# 2004 rims on a 2009 clubman?



## BennyM (Oct 21, 2010)

Hey everyone. We just got our first Mini (a 2009 clubman S) and since the snow is still flying her in Minnesota, we immediately bought a set of 16" rims from a 2004 mini to use with winter tires. I didn't realize, however, that the 2004s didn't have tire pressure sensors in their wheels. So, does anyone know if the TPMS sensors will fit in pre-2007 wheels? I've read that the sensors need to have a flat space in the rim. 

If that doesn't work, and since we're not willing to spend thousands more on new wheels from the dealership, is there any way to disable the car's tire pressure warning until we put the summer tires back on?

Thanks in advance.
-BennyM
(normally on BMW E34 forums)


----------



## david in german (Mar 17, 2011)

§ **THE TASKS**:
- 1) Check statements (a), (b), and (c) against the forum thread on fitting 2004 rims to a 2009 Clubman. Give yes or no for each, with the deciding words of the thread quoted.
(a) The rims bought for winter use were 16-inch rims from a 2004 Mini.
(b) The poster knew from the start that the 2004 wheels lacked tire pressure sensors.
(c) The poster is prepared to buy new wheels from the dealership if the sensors will not fit.
- 2) Reproduce the part of the forum thread on 2004 rims that begins at "Hey everyone. We" and ends after "tires back on?", swapping "dealership" for "parts counter".
- 3) Write the next part of the forum thread about putting 2004 rims on a 2009 Clubman, starting from the point where it stops.

Bounding-box records
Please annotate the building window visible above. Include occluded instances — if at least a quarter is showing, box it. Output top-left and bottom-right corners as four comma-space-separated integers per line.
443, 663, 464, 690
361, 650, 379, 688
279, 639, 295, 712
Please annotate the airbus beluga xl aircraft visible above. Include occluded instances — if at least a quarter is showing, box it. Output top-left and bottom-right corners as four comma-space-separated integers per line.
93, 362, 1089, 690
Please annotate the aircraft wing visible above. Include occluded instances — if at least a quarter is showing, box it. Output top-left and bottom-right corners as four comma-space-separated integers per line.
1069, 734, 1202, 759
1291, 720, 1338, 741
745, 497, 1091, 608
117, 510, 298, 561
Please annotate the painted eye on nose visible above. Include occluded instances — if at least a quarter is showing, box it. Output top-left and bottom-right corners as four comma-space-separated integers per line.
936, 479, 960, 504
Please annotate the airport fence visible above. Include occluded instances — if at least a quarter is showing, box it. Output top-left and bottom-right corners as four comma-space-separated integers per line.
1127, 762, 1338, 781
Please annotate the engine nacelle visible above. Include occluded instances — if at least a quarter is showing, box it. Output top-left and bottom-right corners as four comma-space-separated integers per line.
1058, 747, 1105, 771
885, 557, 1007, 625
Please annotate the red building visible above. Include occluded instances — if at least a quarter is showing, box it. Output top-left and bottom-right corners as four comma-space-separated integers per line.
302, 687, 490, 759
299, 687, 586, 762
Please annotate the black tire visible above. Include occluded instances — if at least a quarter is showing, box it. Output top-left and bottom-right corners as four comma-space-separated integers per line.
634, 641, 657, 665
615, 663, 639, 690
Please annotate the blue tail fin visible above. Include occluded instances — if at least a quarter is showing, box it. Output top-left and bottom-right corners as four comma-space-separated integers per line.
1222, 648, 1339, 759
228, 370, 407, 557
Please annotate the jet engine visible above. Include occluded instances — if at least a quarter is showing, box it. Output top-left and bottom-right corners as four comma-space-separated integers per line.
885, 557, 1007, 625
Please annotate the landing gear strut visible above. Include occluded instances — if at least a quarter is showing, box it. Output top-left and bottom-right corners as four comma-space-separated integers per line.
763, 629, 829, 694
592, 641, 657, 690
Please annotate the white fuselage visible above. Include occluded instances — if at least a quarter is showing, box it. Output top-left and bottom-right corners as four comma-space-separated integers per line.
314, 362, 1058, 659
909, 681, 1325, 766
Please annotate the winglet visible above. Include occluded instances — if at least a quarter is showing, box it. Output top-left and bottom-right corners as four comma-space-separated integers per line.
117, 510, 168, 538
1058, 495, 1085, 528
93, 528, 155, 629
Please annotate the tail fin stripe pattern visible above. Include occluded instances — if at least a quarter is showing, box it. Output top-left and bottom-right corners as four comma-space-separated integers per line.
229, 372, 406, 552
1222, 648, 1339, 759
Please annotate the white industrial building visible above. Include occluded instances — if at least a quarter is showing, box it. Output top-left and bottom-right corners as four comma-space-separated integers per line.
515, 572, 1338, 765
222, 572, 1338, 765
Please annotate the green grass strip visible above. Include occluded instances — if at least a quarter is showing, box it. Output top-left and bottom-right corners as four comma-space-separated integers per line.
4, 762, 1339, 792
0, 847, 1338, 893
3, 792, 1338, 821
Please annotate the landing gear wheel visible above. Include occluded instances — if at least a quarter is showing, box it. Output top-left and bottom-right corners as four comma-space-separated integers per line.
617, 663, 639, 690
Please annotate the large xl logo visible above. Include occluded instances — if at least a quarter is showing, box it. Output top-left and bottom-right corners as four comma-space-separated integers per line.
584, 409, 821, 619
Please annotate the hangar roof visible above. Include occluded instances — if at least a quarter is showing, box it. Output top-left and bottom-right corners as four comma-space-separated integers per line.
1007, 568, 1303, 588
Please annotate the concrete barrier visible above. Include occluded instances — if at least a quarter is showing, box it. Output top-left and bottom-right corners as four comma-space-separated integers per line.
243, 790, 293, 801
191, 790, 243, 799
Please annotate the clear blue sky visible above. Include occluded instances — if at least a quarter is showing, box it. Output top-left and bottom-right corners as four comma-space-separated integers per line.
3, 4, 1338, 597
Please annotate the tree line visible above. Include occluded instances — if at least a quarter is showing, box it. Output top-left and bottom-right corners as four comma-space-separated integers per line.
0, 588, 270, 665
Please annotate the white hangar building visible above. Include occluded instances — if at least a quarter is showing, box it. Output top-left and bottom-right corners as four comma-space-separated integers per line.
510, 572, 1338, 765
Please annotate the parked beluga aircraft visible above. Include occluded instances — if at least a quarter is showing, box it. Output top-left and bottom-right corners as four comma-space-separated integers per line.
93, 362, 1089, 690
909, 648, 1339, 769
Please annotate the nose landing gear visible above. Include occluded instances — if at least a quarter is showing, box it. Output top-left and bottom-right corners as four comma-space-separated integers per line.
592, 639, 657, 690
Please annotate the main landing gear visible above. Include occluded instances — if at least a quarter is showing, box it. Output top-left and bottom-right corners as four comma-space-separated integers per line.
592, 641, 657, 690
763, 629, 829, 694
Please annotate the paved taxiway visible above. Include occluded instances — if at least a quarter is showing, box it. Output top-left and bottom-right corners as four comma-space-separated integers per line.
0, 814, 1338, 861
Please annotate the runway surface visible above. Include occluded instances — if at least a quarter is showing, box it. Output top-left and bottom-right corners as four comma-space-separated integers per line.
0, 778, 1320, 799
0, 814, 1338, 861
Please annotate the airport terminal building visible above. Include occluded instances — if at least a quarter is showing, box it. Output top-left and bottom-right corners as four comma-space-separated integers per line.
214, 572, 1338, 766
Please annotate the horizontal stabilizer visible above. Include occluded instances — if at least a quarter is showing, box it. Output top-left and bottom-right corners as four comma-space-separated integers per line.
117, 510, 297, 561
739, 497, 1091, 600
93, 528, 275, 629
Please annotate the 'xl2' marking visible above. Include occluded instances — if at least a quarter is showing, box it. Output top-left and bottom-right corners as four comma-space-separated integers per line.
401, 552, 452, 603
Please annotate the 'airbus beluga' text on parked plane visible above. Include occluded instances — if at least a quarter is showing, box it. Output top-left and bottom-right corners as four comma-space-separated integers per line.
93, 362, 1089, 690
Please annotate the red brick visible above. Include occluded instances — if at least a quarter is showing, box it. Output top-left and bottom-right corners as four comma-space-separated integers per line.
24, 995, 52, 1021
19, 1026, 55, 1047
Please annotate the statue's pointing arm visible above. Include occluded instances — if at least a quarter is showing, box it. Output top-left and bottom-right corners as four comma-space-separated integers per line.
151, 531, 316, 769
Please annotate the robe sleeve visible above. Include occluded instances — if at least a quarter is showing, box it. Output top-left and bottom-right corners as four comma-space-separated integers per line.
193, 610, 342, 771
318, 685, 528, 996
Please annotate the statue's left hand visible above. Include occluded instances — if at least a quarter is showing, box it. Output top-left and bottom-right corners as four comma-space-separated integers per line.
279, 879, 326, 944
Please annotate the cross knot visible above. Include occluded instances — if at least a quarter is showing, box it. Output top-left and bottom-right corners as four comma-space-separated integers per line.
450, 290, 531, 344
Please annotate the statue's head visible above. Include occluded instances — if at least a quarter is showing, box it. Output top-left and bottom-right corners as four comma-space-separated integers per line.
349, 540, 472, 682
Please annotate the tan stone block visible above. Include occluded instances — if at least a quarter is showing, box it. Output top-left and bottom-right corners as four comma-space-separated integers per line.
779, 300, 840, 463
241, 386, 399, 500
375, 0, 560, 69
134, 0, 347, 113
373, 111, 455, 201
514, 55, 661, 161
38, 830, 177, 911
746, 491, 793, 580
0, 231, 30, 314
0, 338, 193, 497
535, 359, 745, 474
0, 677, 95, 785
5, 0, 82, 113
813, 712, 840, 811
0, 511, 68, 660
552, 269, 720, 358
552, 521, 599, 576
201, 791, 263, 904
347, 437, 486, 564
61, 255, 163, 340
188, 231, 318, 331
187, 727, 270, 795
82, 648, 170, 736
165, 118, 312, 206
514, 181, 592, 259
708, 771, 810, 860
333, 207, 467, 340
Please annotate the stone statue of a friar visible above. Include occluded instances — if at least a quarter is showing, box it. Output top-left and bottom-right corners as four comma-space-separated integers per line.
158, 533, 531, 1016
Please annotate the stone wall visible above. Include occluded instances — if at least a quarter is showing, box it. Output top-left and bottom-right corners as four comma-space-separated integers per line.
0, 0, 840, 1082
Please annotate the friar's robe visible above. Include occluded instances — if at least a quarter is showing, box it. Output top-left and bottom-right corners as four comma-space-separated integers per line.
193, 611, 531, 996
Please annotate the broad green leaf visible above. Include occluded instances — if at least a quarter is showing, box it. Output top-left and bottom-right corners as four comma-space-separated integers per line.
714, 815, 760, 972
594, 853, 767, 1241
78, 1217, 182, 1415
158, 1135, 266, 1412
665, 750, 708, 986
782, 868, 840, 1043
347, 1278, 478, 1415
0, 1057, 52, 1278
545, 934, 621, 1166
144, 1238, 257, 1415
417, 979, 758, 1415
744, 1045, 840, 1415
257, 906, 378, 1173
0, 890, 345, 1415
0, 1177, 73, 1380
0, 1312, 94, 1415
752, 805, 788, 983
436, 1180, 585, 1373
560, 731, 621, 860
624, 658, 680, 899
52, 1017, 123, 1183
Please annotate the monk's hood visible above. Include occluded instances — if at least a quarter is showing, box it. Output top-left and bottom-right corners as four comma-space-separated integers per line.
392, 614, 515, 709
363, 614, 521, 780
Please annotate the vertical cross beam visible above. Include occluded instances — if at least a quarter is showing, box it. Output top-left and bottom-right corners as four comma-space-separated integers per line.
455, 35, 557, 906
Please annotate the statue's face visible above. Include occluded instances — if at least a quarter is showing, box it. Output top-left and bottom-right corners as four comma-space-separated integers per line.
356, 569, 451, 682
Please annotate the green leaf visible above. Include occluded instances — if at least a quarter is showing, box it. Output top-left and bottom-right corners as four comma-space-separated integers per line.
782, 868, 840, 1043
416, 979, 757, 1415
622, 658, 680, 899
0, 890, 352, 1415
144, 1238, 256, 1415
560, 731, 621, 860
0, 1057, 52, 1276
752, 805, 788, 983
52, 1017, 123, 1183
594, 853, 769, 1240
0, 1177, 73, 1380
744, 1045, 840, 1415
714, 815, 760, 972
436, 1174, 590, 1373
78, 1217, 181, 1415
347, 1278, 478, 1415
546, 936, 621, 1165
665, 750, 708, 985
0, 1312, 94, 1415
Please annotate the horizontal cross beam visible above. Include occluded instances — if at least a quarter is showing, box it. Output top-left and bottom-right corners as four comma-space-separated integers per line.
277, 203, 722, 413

§ **ANSWERS**:
- 1)
(a) Yes: "we immediately bought a set of 16" rims from a 2004 mini to use with winter tires"
(b) No: "I didn't realize, however, that the 2004s didn't have tire pressure sensors in their wheels."
(c) No: "since we're not willing to spend thousands more on new wheels from the dealership"

- 2)
Hey everyone. We just got our first Mini (a 2009 clubman S) and since the snow is still flying her in Minnesota, we immediately bought a set of 16" rims from a 2004 mini to use with winter tires. I didn't realize, however, that the 2004s didn't have tire pressure sensors in their wheels. So, does anyone know if the TPMS sensors will fit in pre-2007 wheels? I've read that the sensors need to have a flat space in the rim. 

If that doesn't work, and since we're not willing to spend thousands more on new wheels from the parts counter, is there any way to disable the car's tire pressure warning until we put the summer tires back on?

- 3)
Yes, the TPMS sensors will work on the older wheels. You should be more concerned with the question of if the 12mm stud holes will fit your 14mm stud holed Mini. I am running R88 wheels on my Cooper S for the winter and they are from a 2005-2006 Cooper. It was a simple job for a tire shop (if they have a Runflat machine)
If the wheels do fit your stud size and you don't want to have the TPMS installed there is no way to shut down the TPMS system but there is a way to trick it!
http://www.toyotatundraforum.com/wheels-tires-and-brakes/5028-fix-for-tpms-light-on.html
Good luck!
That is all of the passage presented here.